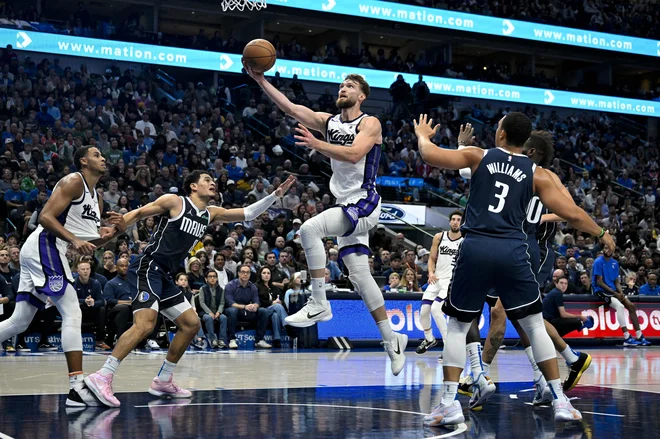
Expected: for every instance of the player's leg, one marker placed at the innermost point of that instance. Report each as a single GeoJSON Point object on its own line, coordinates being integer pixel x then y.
{"type": "Point", "coordinates": [359, 275]}
{"type": "Point", "coordinates": [331, 222]}
{"type": "Point", "coordinates": [425, 319]}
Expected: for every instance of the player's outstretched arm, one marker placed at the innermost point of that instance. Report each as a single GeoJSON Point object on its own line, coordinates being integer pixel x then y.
{"type": "Point", "coordinates": [369, 135]}
{"type": "Point", "coordinates": [469, 157]}
{"type": "Point", "coordinates": [557, 202]}
{"type": "Point", "coordinates": [68, 189]}
{"type": "Point", "coordinates": [304, 115]}
{"type": "Point", "coordinates": [253, 210]}
{"type": "Point", "coordinates": [169, 203]}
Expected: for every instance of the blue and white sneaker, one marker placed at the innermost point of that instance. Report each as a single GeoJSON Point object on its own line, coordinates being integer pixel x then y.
{"type": "Point", "coordinates": [643, 341]}
{"type": "Point", "coordinates": [631, 342]}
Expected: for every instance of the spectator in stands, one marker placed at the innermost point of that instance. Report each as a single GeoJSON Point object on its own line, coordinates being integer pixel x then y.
{"type": "Point", "coordinates": [270, 299]}
{"type": "Point", "coordinates": [393, 280]}
{"type": "Point", "coordinates": [91, 302]}
{"type": "Point", "coordinates": [555, 313]}
{"type": "Point", "coordinates": [242, 301]}
{"type": "Point", "coordinates": [119, 297]}
{"type": "Point", "coordinates": [212, 302]}
{"type": "Point", "coordinates": [650, 288]}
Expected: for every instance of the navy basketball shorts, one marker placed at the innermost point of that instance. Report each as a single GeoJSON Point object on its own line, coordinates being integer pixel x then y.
{"type": "Point", "coordinates": [547, 265]}
{"type": "Point", "coordinates": [497, 267]}
{"type": "Point", "coordinates": [155, 289]}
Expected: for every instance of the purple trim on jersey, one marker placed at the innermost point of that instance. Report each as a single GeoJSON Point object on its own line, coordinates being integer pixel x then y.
{"type": "Point", "coordinates": [55, 281]}
{"type": "Point", "coordinates": [31, 299]}
{"type": "Point", "coordinates": [362, 209]}
{"type": "Point", "coordinates": [360, 249]}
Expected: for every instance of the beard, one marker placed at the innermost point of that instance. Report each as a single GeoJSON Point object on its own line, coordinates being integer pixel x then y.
{"type": "Point", "coordinates": [345, 103]}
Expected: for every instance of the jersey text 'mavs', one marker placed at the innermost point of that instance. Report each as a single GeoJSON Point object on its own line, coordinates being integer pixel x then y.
{"type": "Point", "coordinates": [507, 169]}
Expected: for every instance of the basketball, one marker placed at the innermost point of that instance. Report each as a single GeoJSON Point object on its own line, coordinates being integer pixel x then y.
{"type": "Point", "coordinates": [259, 55]}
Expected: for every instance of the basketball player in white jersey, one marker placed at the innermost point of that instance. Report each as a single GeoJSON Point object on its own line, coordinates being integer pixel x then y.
{"type": "Point", "coordinates": [441, 263]}
{"type": "Point", "coordinates": [352, 143]}
{"type": "Point", "coordinates": [71, 217]}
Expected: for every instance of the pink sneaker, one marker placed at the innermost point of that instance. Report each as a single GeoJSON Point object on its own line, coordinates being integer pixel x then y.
{"type": "Point", "coordinates": [102, 387]}
{"type": "Point", "coordinates": [168, 388]}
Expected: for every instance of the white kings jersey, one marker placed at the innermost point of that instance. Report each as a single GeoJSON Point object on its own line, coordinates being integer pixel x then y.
{"type": "Point", "coordinates": [351, 182]}
{"type": "Point", "coordinates": [82, 218]}
{"type": "Point", "coordinates": [447, 253]}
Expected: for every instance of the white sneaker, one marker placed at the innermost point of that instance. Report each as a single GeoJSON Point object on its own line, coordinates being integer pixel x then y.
{"type": "Point", "coordinates": [445, 415]}
{"type": "Point", "coordinates": [482, 389]}
{"type": "Point", "coordinates": [542, 395]}
{"type": "Point", "coordinates": [309, 314]}
{"type": "Point", "coordinates": [262, 344]}
{"type": "Point", "coordinates": [565, 412]}
{"type": "Point", "coordinates": [396, 350]}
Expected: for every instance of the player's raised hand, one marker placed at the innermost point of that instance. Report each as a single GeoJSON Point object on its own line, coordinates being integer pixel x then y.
{"type": "Point", "coordinates": [83, 247]}
{"type": "Point", "coordinates": [257, 76]}
{"type": "Point", "coordinates": [424, 127]}
{"type": "Point", "coordinates": [305, 137]}
{"type": "Point", "coordinates": [284, 187]}
{"type": "Point", "coordinates": [466, 135]}
{"type": "Point", "coordinates": [117, 220]}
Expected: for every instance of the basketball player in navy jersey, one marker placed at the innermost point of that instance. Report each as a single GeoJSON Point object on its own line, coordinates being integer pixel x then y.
{"type": "Point", "coordinates": [503, 184]}
{"type": "Point", "coordinates": [352, 142]}
{"type": "Point", "coordinates": [70, 218]}
{"type": "Point", "coordinates": [183, 223]}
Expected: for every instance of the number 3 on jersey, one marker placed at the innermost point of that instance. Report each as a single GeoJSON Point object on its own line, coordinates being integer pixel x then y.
{"type": "Point", "coordinates": [501, 197]}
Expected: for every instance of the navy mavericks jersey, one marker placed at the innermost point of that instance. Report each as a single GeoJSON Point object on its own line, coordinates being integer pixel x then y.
{"type": "Point", "coordinates": [500, 192]}
{"type": "Point", "coordinates": [175, 237]}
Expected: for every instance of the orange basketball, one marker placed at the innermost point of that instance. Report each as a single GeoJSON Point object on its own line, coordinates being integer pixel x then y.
{"type": "Point", "coordinates": [260, 55]}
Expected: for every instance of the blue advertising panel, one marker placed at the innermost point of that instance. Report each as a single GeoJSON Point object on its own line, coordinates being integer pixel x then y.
{"type": "Point", "coordinates": [231, 63]}
{"type": "Point", "coordinates": [352, 319]}
{"type": "Point", "coordinates": [444, 19]}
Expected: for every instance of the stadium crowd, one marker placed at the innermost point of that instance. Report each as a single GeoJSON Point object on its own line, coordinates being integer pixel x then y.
{"type": "Point", "coordinates": [48, 111]}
════════════════
Assigned task => Print the records above word for word, omitting any picture they contain.

Answer for the task =>
Expected: for every instance of the player's leg, one marker placed at the innermost point of that instance. Report each as a single GeoJSON Point object on its own line, coordinates being integer pixel x then y.
{"type": "Point", "coordinates": [359, 275]}
{"type": "Point", "coordinates": [331, 222]}
{"type": "Point", "coordinates": [425, 319]}
Expected: for every instance of the player's outstretched arm, one marker placed at the innermost point of that instance. Report each as a single GeoJSON Point object on its own line, coordinates being integer pixel x then y.
{"type": "Point", "coordinates": [369, 135]}
{"type": "Point", "coordinates": [469, 157]}
{"type": "Point", "coordinates": [557, 202]}
{"type": "Point", "coordinates": [68, 189]}
{"type": "Point", "coordinates": [304, 115]}
{"type": "Point", "coordinates": [253, 210]}
{"type": "Point", "coordinates": [169, 203]}
Expected: for every instance of the blue and white sneaker, one marker placed at the innermost point of that instance. Report each as a single GeoJSON Point object on its own line, coordinates being integer pixel x then y.
{"type": "Point", "coordinates": [643, 341]}
{"type": "Point", "coordinates": [631, 342]}
Expected: for every instance of the spectator in stands, one marker placed at the innermost point of that instance. Report each as a single GeoJSON Point object on its own line, coordinates being integer pixel x then y.
{"type": "Point", "coordinates": [270, 299]}
{"type": "Point", "coordinates": [393, 280]}
{"type": "Point", "coordinates": [91, 302]}
{"type": "Point", "coordinates": [555, 313]}
{"type": "Point", "coordinates": [242, 301]}
{"type": "Point", "coordinates": [119, 297]}
{"type": "Point", "coordinates": [212, 302]}
{"type": "Point", "coordinates": [650, 288]}
Expected: for every instance of the navy basketball shorts, one marker placed at the innermost point of that instance. Report each as a single GeoJSON Point object on its own line, coordinates being integer pixel x then y.
{"type": "Point", "coordinates": [547, 265]}
{"type": "Point", "coordinates": [497, 267]}
{"type": "Point", "coordinates": [155, 289]}
Expected: for every instance of the purple trim on jersey, one marker placed at the innermost point of that instance. Report each as a single GeoJSON Point object on its own line, coordinates being integer pixel x then y.
{"type": "Point", "coordinates": [55, 281]}
{"type": "Point", "coordinates": [31, 299]}
{"type": "Point", "coordinates": [362, 209]}
{"type": "Point", "coordinates": [360, 249]}
Expected: for every instance of the beard, one marker placed at the innermost point of that instance. Report each as a single GeoJSON Point object on its own line, coordinates being integer pixel x then y.
{"type": "Point", "coordinates": [345, 103]}
Expected: for every instance of the jersey text 'mavs', one marker placed at the innermost point of that instance. Report each as a single GeoJSON Point object on its own line, coordinates being integer pixel x then y.
{"type": "Point", "coordinates": [507, 169]}
Expected: for every instance of the basketball, one marker placed at the innermost point of that instance. Report each as a single GeoJSON Point object on its own line, coordinates being integer pixel x then y.
{"type": "Point", "coordinates": [259, 55]}
Expected: for every instance of the basketball player in white jersey, one marker placed at the innermost point of that instance. Report each as a single GeoJSON Point object on its own line, coordinates being integer pixel x then y.
{"type": "Point", "coordinates": [441, 263]}
{"type": "Point", "coordinates": [352, 143]}
{"type": "Point", "coordinates": [71, 217]}
Expected: for every instance of the pink sneaker, one marker placed at the innermost point of that instance. Report each as a single GeoJSON Point object on its own line, coordinates being integer pixel x then y.
{"type": "Point", "coordinates": [102, 387]}
{"type": "Point", "coordinates": [168, 388]}
Expected: for every instance of the white kings jersey, one marker placed at the innermost point of that instance. Report each as a single GeoJSON Point object on its own line, coordinates being integer pixel x then y.
{"type": "Point", "coordinates": [351, 182]}
{"type": "Point", "coordinates": [82, 218]}
{"type": "Point", "coordinates": [447, 253]}
Expected: for every instance of the white sneaker, one marker placed at the innermost point of that instance. Report each as a single GeoJSON Point object on its own line, coordinates being integer pixel x then y.
{"type": "Point", "coordinates": [445, 415]}
{"type": "Point", "coordinates": [482, 389]}
{"type": "Point", "coordinates": [542, 395]}
{"type": "Point", "coordinates": [309, 314]}
{"type": "Point", "coordinates": [262, 344]}
{"type": "Point", "coordinates": [565, 412]}
{"type": "Point", "coordinates": [396, 350]}
Expected: for every instance of the player's raised hand, one marker placed at the innermost point of that instance. Report each as a single GeoJSON Point object on its own line, coordinates being integer pixel x then y.
{"type": "Point", "coordinates": [83, 247]}
{"type": "Point", "coordinates": [257, 76]}
{"type": "Point", "coordinates": [424, 127]}
{"type": "Point", "coordinates": [305, 137]}
{"type": "Point", "coordinates": [284, 187]}
{"type": "Point", "coordinates": [466, 135]}
{"type": "Point", "coordinates": [117, 220]}
Expected: for every instance of the basketball player in navy jersey, one marker placed at the innermost point of that instance. Report each as a single GeoJSON Point object on its own line, coordinates being integer pixel x then y.
{"type": "Point", "coordinates": [503, 184]}
{"type": "Point", "coordinates": [352, 142]}
{"type": "Point", "coordinates": [70, 218]}
{"type": "Point", "coordinates": [183, 223]}
Expected: for every instance of the number 3 on jersey, one marker placed at the innermost point of that instance. Report each as a single GeoJSON Point object on its own line, coordinates being integer pixel x then y.
{"type": "Point", "coordinates": [501, 197]}
Expected: for every instance of the navy mavericks jersey, one marker placed at the innermost point of that instance. Report each as a single GeoJSON Point object on its own line, coordinates being integer pixel x then y.
{"type": "Point", "coordinates": [500, 192]}
{"type": "Point", "coordinates": [175, 237]}
Expected: for every instance of the orange basketball, one marker placed at the innermost point of that instance. Report each as a single GeoJSON Point object on its own line, coordinates being integer pixel x then y.
{"type": "Point", "coordinates": [260, 55]}
Expected: for every instance of the blue advertising panel, one marker placed at the innermost point of that instance. Report each as a single GeoJSON Point object on its own line, coordinates being integer pixel x then y.
{"type": "Point", "coordinates": [231, 63]}
{"type": "Point", "coordinates": [352, 319]}
{"type": "Point", "coordinates": [444, 19]}
Expected: for every instance of the stadium crowd, one marker placed at the innermost point of that instance. Report each as a single GeoJSON Point object on its own line, coordinates being integer pixel x then y.
{"type": "Point", "coordinates": [48, 111]}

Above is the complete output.